* [Source text]:

┏━━

On the last Friday evening of November, surrounded by the winter-decorated sanctuary of Central Lutheran, I sat expectantly as I waited for Augsburg’s Vespers Service to begin. Augsburg Vespers is a concert and a worship experience, led by Augsburg’s Music Department and Campus Ministry. Maybe a few of you have attended this beautiful worship that marks the beginning of Advent.

Ringed by my former fellow choristers, I was quietly anticipating an event that shaped my choir experience at Augsburg. There’s always so much to take it when attending Vespers. The sanctuary was beautifully decorated with blue hues and lighted trees. You can’t help but sit there and know that something awe-inspiring is about to take place.

Soon the orchestra began to play its opening number, and I was immersed into the longing of Advent. Then the whole audience was invited to stand and sing “Unexpected and Mysterious.” I had never heard this hymn before, but quickly fell in love with its unique melody. As I reflect now on this flowing song I am taken by the last verse.

We are called to ponder myst’ry and await the coming Christ,
to embody God’s compassion for each fragile human life.
God is with us in our longing to bring healing to the earth,
while we watch with joy and wonder for the promised Savior’s birth.

┗━━

Print the entire reflection on Augsburg's Vespers Service word for word. The material after this comes from a separate source.

[A block of data]
┏━━

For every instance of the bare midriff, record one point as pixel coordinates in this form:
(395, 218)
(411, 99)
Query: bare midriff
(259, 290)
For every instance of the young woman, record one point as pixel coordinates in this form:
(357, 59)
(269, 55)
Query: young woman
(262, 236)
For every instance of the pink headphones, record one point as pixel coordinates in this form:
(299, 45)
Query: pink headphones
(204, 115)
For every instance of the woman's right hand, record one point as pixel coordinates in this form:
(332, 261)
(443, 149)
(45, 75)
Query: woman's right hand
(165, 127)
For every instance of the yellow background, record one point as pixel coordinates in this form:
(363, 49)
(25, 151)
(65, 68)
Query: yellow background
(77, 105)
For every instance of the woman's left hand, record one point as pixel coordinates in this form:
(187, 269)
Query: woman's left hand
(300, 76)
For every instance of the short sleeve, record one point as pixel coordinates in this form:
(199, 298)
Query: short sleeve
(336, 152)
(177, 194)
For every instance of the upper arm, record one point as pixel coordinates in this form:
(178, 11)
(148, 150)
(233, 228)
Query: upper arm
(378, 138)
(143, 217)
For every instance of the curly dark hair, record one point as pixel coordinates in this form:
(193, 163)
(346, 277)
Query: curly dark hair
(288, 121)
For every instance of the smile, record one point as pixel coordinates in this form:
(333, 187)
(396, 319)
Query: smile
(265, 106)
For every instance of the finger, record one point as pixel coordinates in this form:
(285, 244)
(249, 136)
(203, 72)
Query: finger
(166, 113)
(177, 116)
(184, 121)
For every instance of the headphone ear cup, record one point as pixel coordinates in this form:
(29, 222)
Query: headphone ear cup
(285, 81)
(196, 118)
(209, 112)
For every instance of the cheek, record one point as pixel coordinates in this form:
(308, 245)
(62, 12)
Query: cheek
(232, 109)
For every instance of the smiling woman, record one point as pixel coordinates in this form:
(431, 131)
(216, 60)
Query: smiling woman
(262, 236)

┗━━

* [Result for this task]:
On the last Friday evening of November, surrounded by the winter-decorated sanctuary of Central Lutheran, I sat expectantly as I waited for Augsburg’s Vespers Service to begin. Augsburg Vespers is a concert and a worship experience, led by Augsburg’s Music Department and Campus Ministry. Maybe a few of you have attended this beautiful worship that marks the beginning of Advent.

Ringed by my former fellow choristers, I was quietly anticipating an event that shaped my choir experience at Augsburg. There’s always so much to take it when attending Vespers. The sanctuary was beautifully decorated with blue hues and lighted trees. You can’t help but sit there and know that something awe-inspiring is about to take place.

Soon the orchestra began to play its opening number, and I was immersed into the longing of Advent. Then the whole audience was invited to stand and sing “Unexpected and Mysterious.” I had never heard this hymn before, but quickly fell in love with its unique melody. As I reflect now on this flowing song I am taken by the last verse.

We are called to ponder myst’ry and await the coming Christ,
to embody God’s compassion for each fragile human life.
God is with us in our longing to bring healing to the earth,
while we watch with joy and wonder for the promised Savior’s birth.